- [Görev Koşulları]
A) Kaynak belgeye göre dünyada yaşamaktan maksat nedir?
B) Kaynak belgede tıp ilmindeki gelişmeler olarak sayılan şeylerin hepsini listeleyin.

- [Kaynak Belge]
——

Üç sınıf insanın amel defteri kapanmaz. Onlar öldükleri hâlde yaşayan; kabirde olduğu hâlde sevap kazanan bahtiyar insanlardır…
Hepimizin farkında olduğu gibi; tıp ilmi baş döndürücü bir hızla gelişiyor, her gün yeni ilaçlar, yeni tedavi metotları bulunuyor. Organ nakilleri normal, sıradan bir iş gibi yapılıyor, hatta kalp nakilleri, ciğer nakilleri de yapılabilmektedir… Bütün bu gelişmelere rağmen ölüme çare bulunamıyor ve dünyanın en modern hastanelerinden bile cenazeler peş peşe çıkıyor. Peki, ömrümüzü uzatmak mümkün olabilir mi?
Bu suale şöyle cevap verilebilir: “Dünyada yaşamaktan maksat, ahireti kurtarmak, ebedî saadete kavuşmaktır. En önemli meselemiz, kıyamette amellerimizin tartılacağı terazinin, hayır kefesini ağırlaştırmaktır.”
İnsan ölünce amel defteri kapanır, üç sınıf insan hariç. Onların amel defteri kapanmaz. Onlar öldükleri hâlde yaşayan; kabirde olduğu hâlde sevap kazanan bahtiyar insanlardır.

——

- [Veri Kümesi Bölümü]
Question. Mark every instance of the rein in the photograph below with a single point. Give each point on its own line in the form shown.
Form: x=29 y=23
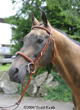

——

- [Görevlere Göre Cevaplar]
A) Ahireti kurtarmak, ebedî saadete kavuşmaktır.

B) Yeni ilaçlar, yeni tedavi metotları, organ nakilleri, kalp nakilleri, ciğer nakilleri